## Your goal
Keep the images out while you retype all of the data exactly.

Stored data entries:
┌──

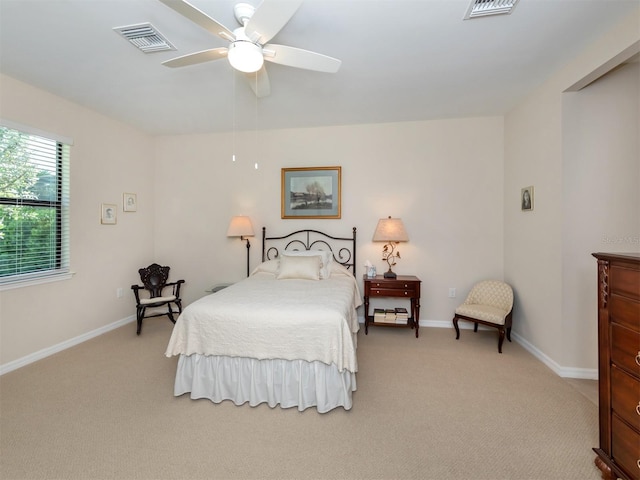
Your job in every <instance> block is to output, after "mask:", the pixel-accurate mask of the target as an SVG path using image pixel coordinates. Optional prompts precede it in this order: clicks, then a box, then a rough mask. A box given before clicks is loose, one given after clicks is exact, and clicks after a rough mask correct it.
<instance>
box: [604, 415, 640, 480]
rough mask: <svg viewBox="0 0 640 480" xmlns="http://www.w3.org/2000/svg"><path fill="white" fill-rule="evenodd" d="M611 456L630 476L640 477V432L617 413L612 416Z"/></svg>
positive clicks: (630, 477)
mask: <svg viewBox="0 0 640 480" xmlns="http://www.w3.org/2000/svg"><path fill="white" fill-rule="evenodd" d="M611 458H612V459H613V461H614V462H615V463H616V465H618V466H619V467H621V468H622V469H623V470H624V471H625V472H626V473H627V474H628V475H629V477H630V478H633V479H634V480H638V479H640V434H638V432H636V431H634V430H633V429H632V428H631V427H629V426H628V425H627V424H626V423H624V422H623V421H622V420H620V418H618V417H617V416H616V415H613V416H612V418H611Z"/></svg>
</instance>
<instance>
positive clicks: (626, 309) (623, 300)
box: [609, 294, 640, 332]
mask: <svg viewBox="0 0 640 480" xmlns="http://www.w3.org/2000/svg"><path fill="white" fill-rule="evenodd" d="M609 319H610V321H612V322H616V323H620V324H622V325H624V326H625V327H627V328H630V329H632V330H635V331H636V332H640V302H639V301H636V300H631V299H630V298H626V297H622V296H620V295H616V294H613V295H611V300H610V305H609Z"/></svg>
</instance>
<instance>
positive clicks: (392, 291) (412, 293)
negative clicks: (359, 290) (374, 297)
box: [370, 285, 416, 298]
mask: <svg viewBox="0 0 640 480" xmlns="http://www.w3.org/2000/svg"><path fill="white" fill-rule="evenodd" d="M370 294H371V296H380V297H407V298H409V297H412V296H414V295H415V294H416V291H415V289H413V288H404V289H401V288H397V289H396V288H389V286H388V285H385V286H384V287H382V288H376V287H373V286H372V287H371V292H370Z"/></svg>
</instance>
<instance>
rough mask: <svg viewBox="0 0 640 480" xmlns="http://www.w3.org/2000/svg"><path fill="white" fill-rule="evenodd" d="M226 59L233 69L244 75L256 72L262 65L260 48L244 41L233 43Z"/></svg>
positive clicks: (231, 45) (260, 51) (240, 40)
mask: <svg viewBox="0 0 640 480" xmlns="http://www.w3.org/2000/svg"><path fill="white" fill-rule="evenodd" d="M227 57H228V58H229V63H230V64H231V66H232V67H233V68H235V69H236V70H239V71H241V72H244V73H253V72H257V71H258V70H260V69H261V68H262V65H263V64H264V57H263V55H262V47H260V46H259V45H256V44H255V43H252V42H249V41H246V40H238V41H235V42H233V43H232V44H231V45H230V46H229V53H228V54H227Z"/></svg>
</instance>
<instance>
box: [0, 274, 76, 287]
mask: <svg viewBox="0 0 640 480" xmlns="http://www.w3.org/2000/svg"><path fill="white" fill-rule="evenodd" d="M75 274H76V273H75V272H67V273H60V274H56V275H49V276H47V277H40V278H32V279H29V280H23V281H17V282H11V283H0V292H2V291H4V290H13V289H14V288H22V287H32V286H34V285H40V284H42V283H51V282H59V281H62V280H70V279H71V277H73V276H74V275H75Z"/></svg>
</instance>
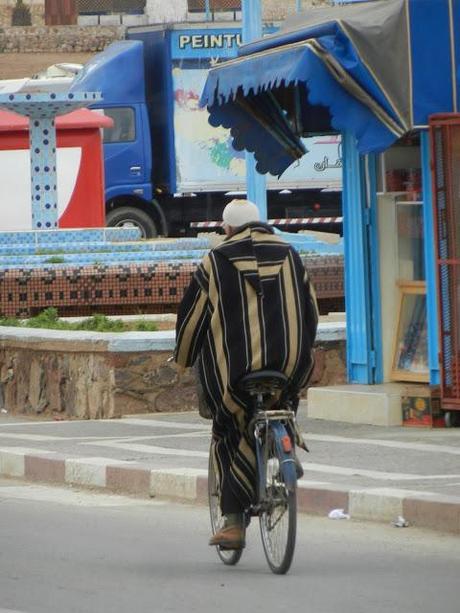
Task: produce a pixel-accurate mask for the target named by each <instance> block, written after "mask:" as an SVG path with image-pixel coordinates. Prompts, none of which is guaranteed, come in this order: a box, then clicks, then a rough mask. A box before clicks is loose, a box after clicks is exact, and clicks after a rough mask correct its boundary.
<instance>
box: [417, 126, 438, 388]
mask: <svg viewBox="0 0 460 613" xmlns="http://www.w3.org/2000/svg"><path fill="white" fill-rule="evenodd" d="M420 151H421V157H422V185H423V232H424V241H423V242H424V246H425V277H426V306H427V326H428V365H429V369H430V383H431V385H437V384H439V381H440V375H439V332H438V317H439V315H438V303H437V289H436V254H435V241H434V232H435V231H434V219H433V191H432V189H433V188H432V182H431V152H430V138H429V135H428V132H427V131H426V130H423V131H422V132H421V133H420Z"/></svg>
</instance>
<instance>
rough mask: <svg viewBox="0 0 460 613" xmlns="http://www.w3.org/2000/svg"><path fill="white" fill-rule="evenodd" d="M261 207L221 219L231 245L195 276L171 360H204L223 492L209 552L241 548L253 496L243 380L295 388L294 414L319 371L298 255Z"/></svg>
mask: <svg viewBox="0 0 460 613" xmlns="http://www.w3.org/2000/svg"><path fill="white" fill-rule="evenodd" d="M259 219H260V218H259V211H258V209H257V207H256V205H255V204H253V203H251V202H249V201H247V200H232V202H230V203H229V204H227V206H226V207H225V209H224V212H223V222H224V230H225V234H226V235H227V236H226V239H225V240H224V241H223V242H222V244H220V245H219V246H217V247H215V248H214V249H212V250H211V251H210V252H209V253H208V254H207V255H206V256H205V257H204V258H203V261H202V262H201V264H200V265H199V266H198V269H197V271H196V272H195V274H194V276H193V279H192V281H191V283H190V286H189V287H188V289H187V290H186V293H185V295H184V298H183V300H182V303H181V305H180V307H179V312H178V317H177V326H176V350H175V354H174V359H175V361H176V362H177V364H178V365H179V366H182V367H189V366H192V365H193V364H194V363H195V361H196V360H198V371H199V379H200V382H201V385H202V387H203V391H204V396H205V400H206V403H207V405H208V406H209V409H210V412H211V415H212V419H213V423H212V437H213V445H212V448H213V449H212V451H213V453H214V456H215V459H216V463H215V464H216V469H217V472H218V479H219V483H220V485H221V488H220V490H221V499H220V505H221V510H222V514H223V515H224V516H225V526H224V528H223V529H222V530H221V531H219V532H217V533H216V534H215V535H214V536H213V537H212V538H211V540H210V543H209V544H210V545H217V546H220V547H223V548H233V549H240V548H243V547H244V546H245V527H244V510H245V509H246V508H248V507H249V506H250V505H251V503H252V501H253V500H254V495H255V482H256V475H255V455H254V448H253V443H252V441H251V433H250V432H249V431H248V425H249V421H250V416H249V415H248V411H247V406H248V398H247V397H246V396H245V394H244V393H243V392H240V391H238V387H237V383H238V381H239V380H241V378H242V377H243V376H244V375H246V374H248V373H250V372H255V371H259V370H262V369H268V370H272V371H279V372H281V373H283V374H285V375H286V376H287V377H288V379H289V389H288V390H286V392H285V393H284V397H286V396H288V397H289V398H290V400H291V401H292V402H293V404H294V406H295V407H296V406H297V402H298V394H299V390H300V389H301V388H302V387H304V386H305V385H306V383H307V381H308V379H309V376H310V374H311V371H312V369H313V353H312V348H313V343H314V340H315V335H316V328H317V323H318V310H317V305H316V299H315V294H314V290H313V288H312V286H311V284H310V282H309V279H308V275H307V272H306V270H305V268H304V266H303V264H302V261H301V259H300V257H299V254H298V253H297V252H296V250H295V249H294V248H293V247H291V246H290V245H289V244H287V243H286V242H284V241H283V240H282V239H281V238H280V237H278V236H277V235H276V234H275V233H274V231H273V229H272V228H271V227H270V226H269V225H267V224H265V223H262V222H260V221H259Z"/></svg>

└──

## Task response
Your job in every <instance> block is to output, after "mask:", the pixel-accurate mask of the target as an SVG path using image pixel coordinates. Optional prompts precede it in this order: clicks, then a box, then a rough mask. A box given before clicks is loose, one given after clicks is exact, and clicks after a rough mask correct it.
<instance>
box: [604, 415, 640, 480]
rough mask: <svg viewBox="0 0 640 480" xmlns="http://www.w3.org/2000/svg"><path fill="white" fill-rule="evenodd" d="M611 456L630 476L640 477V432L617 413L612 416Z"/></svg>
positive clicks: (630, 477)
mask: <svg viewBox="0 0 640 480" xmlns="http://www.w3.org/2000/svg"><path fill="white" fill-rule="evenodd" d="M611 458H612V459H613V461H614V462H615V463H616V465H618V466H619V467H621V468H622V469H623V470H624V471H625V472H626V473H627V474H628V475H629V477H630V478H633V479H634V480H638V479H640V434H638V432H636V431H634V430H633V429H632V428H631V427H629V426H628V425H627V424H626V423H624V422H623V421H622V420H620V418H618V417H617V416H616V415H613V416H612V418H611Z"/></svg>
</instance>
<instance>
positive clicks: (626, 309) (623, 300)
box: [609, 294, 640, 332]
mask: <svg viewBox="0 0 640 480" xmlns="http://www.w3.org/2000/svg"><path fill="white" fill-rule="evenodd" d="M609 319H610V321H612V322H616V323H620V324H622V325H624V326H625V327H627V328H630V329H632V330H635V331H636V332H640V302H639V301H636V300H631V299H630V298H626V297H622V296H620V295H616V294H613V295H611V300H610V305H609Z"/></svg>
</instance>
<instance>
positive clicks: (392, 291) (412, 293)
negative clicks: (359, 290) (374, 297)
box: [370, 285, 416, 298]
mask: <svg viewBox="0 0 640 480" xmlns="http://www.w3.org/2000/svg"><path fill="white" fill-rule="evenodd" d="M370 294H371V296H380V297H407V298H409V297H412V296H414V295H415V294H416V291H415V289H413V288H404V289H401V288H397V289H396V288H389V286H388V285H385V286H384V287H382V288H376V287H373V286H372V287H371V292H370Z"/></svg>
</instance>
<instance>
rough mask: <svg viewBox="0 0 640 480" xmlns="http://www.w3.org/2000/svg"><path fill="white" fill-rule="evenodd" d="M226 59L233 69L244 75L256 72L262 65L260 48L244 41L233 43Z"/></svg>
positive clicks: (231, 45) (260, 51) (240, 40)
mask: <svg viewBox="0 0 640 480" xmlns="http://www.w3.org/2000/svg"><path fill="white" fill-rule="evenodd" d="M227 57H228V58H229V63H230V64H231V66H232V67H233V68H235V69H236V70H239V71H241V72H244V73H253V72H257V71H258V70H260V69H261V68H262V65H263V64H264V57H263V55H262V47H260V46H259V45H256V44H255V43H252V42H249V41H246V40H238V41H235V42H233V43H232V44H231V45H230V46H229V53H228V54H227Z"/></svg>
</instance>
<instance>
box: [0, 274, 76, 287]
mask: <svg viewBox="0 0 640 480" xmlns="http://www.w3.org/2000/svg"><path fill="white" fill-rule="evenodd" d="M75 274H76V273H75V272H67V273H60V274H56V275H49V276H47V277H40V278H32V279H29V280H23V281H17V282H11V283H0V292H2V291H4V290H13V289H14V288H22V287H32V286H34V285H40V284H42V283H51V282H59V281H62V280H70V279H71V277H73V276H74V275H75Z"/></svg>
</instance>
Task: produce a pixel-accurate mask for the target named by each <instance> block, written after "mask:" as an SVG path with image-pixel coordinates. Prompts, none of which is guaranteed, come in this order: a box, then clicks, then a rough mask. A box before clicks is loose, a box after clicks is exact, and clicks after a rough mask correct its boundary.
<instance>
box: [417, 126, 438, 388]
mask: <svg viewBox="0 0 460 613" xmlns="http://www.w3.org/2000/svg"><path fill="white" fill-rule="evenodd" d="M420 151H421V157H422V185H423V232H424V241H423V242H424V246H425V277H426V306H427V326H428V365H429V369H430V383H431V385H437V384H439V381H440V375H439V332H438V317H439V315H438V303H437V289H436V254H435V241H434V232H435V231H434V219H433V191H432V189H433V188H432V182H431V152H430V138H429V135H428V132H427V131H426V130H423V131H422V132H421V133H420Z"/></svg>
</instance>
<instance>
rough mask: <svg viewBox="0 0 460 613" xmlns="http://www.w3.org/2000/svg"><path fill="white" fill-rule="evenodd" d="M261 207L221 219L231 245L195 276L171 360H204L223 492L209 552L241 548L253 496L243 380L295 388L294 414L319 371L298 255Z"/></svg>
mask: <svg viewBox="0 0 460 613" xmlns="http://www.w3.org/2000/svg"><path fill="white" fill-rule="evenodd" d="M259 219H260V218H259V211H258V209H257V207H256V205H255V204H253V203H251V202H249V201H247V200H232V202H230V203H229V204H227V206H226V207H225V209H224V212H223V222H224V230H225V234H226V235H227V236H226V239H225V240H224V241H223V242H222V244H220V245H219V246H217V247H215V248H214V249H212V250H211V251H210V252H209V253H208V254H207V255H206V256H205V257H204V258H203V261H202V262H201V264H200V265H199V266H198V269H197V271H196V272H195V274H194V276H193V279H192V281H191V283H190V286H189V287H188V289H187V290H186V293H185V295H184V298H183V300H182V303H181V305H180V307H179V312H178V317H177V326H176V350H175V354H174V359H175V361H176V362H177V364H178V365H179V366H182V367H189V366H192V365H193V364H194V363H195V361H196V360H198V371H199V379H200V382H201V385H202V387H203V391H204V396H205V400H206V403H207V405H208V406H209V409H210V412H211V415H212V419H213V423H212V437H213V445H212V448H213V449H212V451H213V453H214V456H215V459H216V463H215V464H216V469H217V472H218V479H219V483H220V485H221V488H220V490H221V499H220V505H221V510H222V514H223V515H224V516H225V526H224V528H223V529H222V530H221V531H219V532H217V533H216V534H215V535H214V536H213V537H212V538H211V540H210V543H209V544H210V545H217V546H220V547H223V548H233V549H240V548H243V547H244V546H245V527H244V510H245V509H246V508H248V507H249V506H250V505H251V503H252V501H253V500H254V495H255V482H256V475H255V455H254V448H253V443H252V441H251V433H250V432H249V431H248V425H249V421H250V416H249V415H248V411H247V406H248V398H247V397H246V396H245V394H244V393H243V392H240V391H238V387H237V383H238V381H239V380H241V378H242V377H243V376H244V375H246V374H248V373H250V372H255V371H259V370H262V369H268V370H272V371H279V372H281V373H283V374H285V375H286V376H287V377H288V379H289V389H288V390H286V392H285V393H284V397H286V396H288V397H289V398H290V400H291V401H292V402H293V404H294V406H295V407H296V406H297V402H298V394H299V390H300V389H301V388H302V387H304V386H305V385H306V383H307V381H308V379H309V376H310V374H311V371H312V369H313V353H312V348H313V343H314V340H315V335H316V328H317V323H318V310H317V305H316V299H315V294H314V290H313V288H312V286H311V284H310V282H309V279H308V275H307V272H306V270H305V268H304V266H303V264H302V261H301V259H300V257H299V254H298V253H297V252H296V250H295V249H294V248H293V247H291V246H290V245H289V244H287V243H286V242H284V241H283V240H282V239H281V238H280V237H278V236H277V235H276V234H275V233H274V231H273V229H272V228H271V227H270V226H269V225H267V224H265V223H262V222H260V221H259Z"/></svg>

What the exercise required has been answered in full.